↓↓↓

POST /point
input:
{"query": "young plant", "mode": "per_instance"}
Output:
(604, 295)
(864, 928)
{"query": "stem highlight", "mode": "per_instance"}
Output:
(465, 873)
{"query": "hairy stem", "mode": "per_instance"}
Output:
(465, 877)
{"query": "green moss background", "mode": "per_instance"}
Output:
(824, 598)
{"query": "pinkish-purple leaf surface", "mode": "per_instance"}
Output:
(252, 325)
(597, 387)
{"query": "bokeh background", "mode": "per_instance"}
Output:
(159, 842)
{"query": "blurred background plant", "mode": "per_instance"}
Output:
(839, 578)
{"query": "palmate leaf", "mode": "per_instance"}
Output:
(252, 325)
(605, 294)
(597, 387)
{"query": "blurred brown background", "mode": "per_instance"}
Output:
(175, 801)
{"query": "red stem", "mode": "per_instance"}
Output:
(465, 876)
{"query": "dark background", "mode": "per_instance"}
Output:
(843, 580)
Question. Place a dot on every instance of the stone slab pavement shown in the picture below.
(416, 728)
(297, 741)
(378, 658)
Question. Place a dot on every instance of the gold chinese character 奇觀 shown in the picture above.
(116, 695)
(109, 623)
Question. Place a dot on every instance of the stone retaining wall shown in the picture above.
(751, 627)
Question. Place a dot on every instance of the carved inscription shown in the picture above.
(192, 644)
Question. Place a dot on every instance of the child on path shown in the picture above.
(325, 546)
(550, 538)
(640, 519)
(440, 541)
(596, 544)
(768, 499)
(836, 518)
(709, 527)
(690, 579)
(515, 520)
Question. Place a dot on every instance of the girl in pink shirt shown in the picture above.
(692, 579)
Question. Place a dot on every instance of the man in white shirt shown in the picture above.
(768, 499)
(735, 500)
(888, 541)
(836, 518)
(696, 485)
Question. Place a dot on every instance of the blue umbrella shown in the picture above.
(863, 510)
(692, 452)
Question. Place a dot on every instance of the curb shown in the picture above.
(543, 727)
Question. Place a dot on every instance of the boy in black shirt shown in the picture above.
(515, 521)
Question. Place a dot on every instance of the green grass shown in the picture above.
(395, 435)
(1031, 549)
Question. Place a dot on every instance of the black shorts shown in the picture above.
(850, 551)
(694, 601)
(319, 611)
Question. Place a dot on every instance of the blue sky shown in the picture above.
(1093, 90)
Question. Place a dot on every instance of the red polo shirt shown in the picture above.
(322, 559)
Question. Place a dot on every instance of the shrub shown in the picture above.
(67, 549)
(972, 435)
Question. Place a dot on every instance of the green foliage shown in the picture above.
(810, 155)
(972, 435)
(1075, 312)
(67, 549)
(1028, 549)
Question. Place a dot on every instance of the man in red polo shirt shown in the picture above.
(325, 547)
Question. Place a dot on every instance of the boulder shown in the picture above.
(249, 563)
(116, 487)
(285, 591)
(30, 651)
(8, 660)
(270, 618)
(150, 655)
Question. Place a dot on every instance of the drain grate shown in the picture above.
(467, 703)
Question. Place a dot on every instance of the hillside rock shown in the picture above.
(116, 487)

↑↑↑

Each record should come back exactly as written.

**Answer for this exercise:**
POST /point
input:
{"query": "young plant", "mode": "per_instance"}
Output:
(604, 295)
(864, 928)
{"query": "stem highlight", "mode": "per_instance"}
Output:
(465, 873)
{"query": "hairy stem", "mode": "per_instance"}
Output:
(465, 877)
{"query": "green moss background", "mode": "per_instance"}
Output:
(824, 598)
{"query": "pinkish-purple leaf surface", "mode": "per_instance"}
Output:
(252, 325)
(597, 387)
{"query": "bokeh background", "mode": "per_instance"}
Output:
(159, 842)
{"query": "blurred background plant", "mode": "per_instance"}
Output:
(839, 578)
{"query": "palmate leaf", "mode": "per_instance"}
Output:
(252, 325)
(605, 294)
(597, 387)
{"query": "blurred brown background", "mode": "per_instance"}
Output:
(175, 801)
{"query": "red stem", "mode": "per_instance"}
Output:
(465, 876)
{"query": "dark background", "mode": "per_instance"}
Output:
(843, 580)
Question. Place a dot on every instance of the stone slab pavement shown in the picture below.
(416, 728)
(297, 741)
(378, 658)
Question. Place a dot on every instance of the gold chinese character 奇觀 shown in the picture above.
(116, 695)
(109, 623)
Question. Place a dot on every instance of the stone retaining wall shown in the picture above.
(751, 627)
Question. Place a dot on every instance of the carved inscription shown in the picture above.
(192, 644)
Question. Place a dot on every instance of the child on path shown in the picture above.
(325, 546)
(550, 538)
(640, 519)
(440, 541)
(596, 544)
(768, 499)
(836, 518)
(709, 527)
(690, 579)
(515, 520)
Question. Place a dot on every instance of the girl in pink shirt shown in the picture above.
(692, 579)
Question. Place a dot on every instance of the man in white shirt shown in the picture above.
(768, 499)
(735, 500)
(888, 541)
(836, 518)
(696, 485)
Question. Place a dot on every instance of the blue umbrella shown in the picture above.
(863, 510)
(692, 452)
Question. Place a dot on every instance of the curb shown in the picture above.
(543, 727)
Question. Place a dot on every instance of the boy in black shirt shown in the picture above.
(515, 521)
Question. Place a dot on every instance of the green grass shown in the picture above.
(395, 435)
(1031, 549)
Question. Place a dot on every instance of the black shorts shown in the picture above.
(850, 551)
(694, 601)
(319, 611)
Question. Place a dot on every instance of the blue sky shown in the picture above.
(1093, 90)
Question. Place a dot on every instance of the red polo shirt shown in the picture above.
(322, 559)
Question. Place a dot on every instance of the shrub shown in the picture above.
(67, 549)
(972, 435)
Question. Place a dot on every instance of the green foliage shown in the picture above.
(810, 155)
(972, 435)
(1075, 312)
(67, 549)
(1028, 549)
Question. Place a dot on every instance of the man in red polo shirt shown in the picture above.
(325, 547)
Question. Place a dot on every instance of the boulder shown in the picture above.
(249, 563)
(116, 487)
(285, 591)
(30, 651)
(8, 660)
(270, 618)
(150, 655)
Question. Place a dot on every instance of the drain grate shown in the picture above.
(467, 703)
Question. Place a dot on every instance of the hillside rock shown in the picture above.
(116, 487)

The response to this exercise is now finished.